EXCERPTED PASSAGE
#####
Posts Tagged With: coffee

Collecting Coffee Mugs

I’ve decided to collect coffee mugs. The other day, I was standing in line to purchase a coffee mug and some other merchandise from the Choose901 pop-up shop in Memphis when I decided that I am going to start collecting coffee mugs.

901 mug

Choose901 in Memphis

My mother collected coffee mugs. She had a make shift shelf where she displayed them at one end of the kitchen in the old house.

“The old house.” My siblings may have other names for the beloved, big house in Stanton, but that’s what I call it: the old house. It was almost a hundred years old when we moved into it. It was over a hundred years old when the folks moved out of it. It was well over a hundred years old when a June tornado swept it away.

I call it “the old house” because the house that the folks eventually moved into seemed like their new house; although, it was neither new nor a house when they moved into it.  I call it “the old house” because it’s where I grew up. I spent all but one year of my childhood there, all of my adolescence, and quite a few years of my adulthood living there. A lot of years drinking coffee in the kitchen of that old house.

My mother’s kitchen was rectangular. At one end, a window opened to the neighbor lady’s massive flower garden that, I like to think, my mother enjoyed, wishing she had the time and the energy to cultivate one of her own. She had too many children, too much to do to spend her time whiling away in a flower garden. My mother was practical like that.
#####
SOURCE EXCERPT
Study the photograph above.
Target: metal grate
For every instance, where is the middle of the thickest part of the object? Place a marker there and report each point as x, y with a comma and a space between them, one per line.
#####
In the post about collecting coffee mugs, where did the writer's mother display her mugs?

ANSWER TO THIS EXERCISE
On a makeshift shelf at one end of the kitchen in the old house.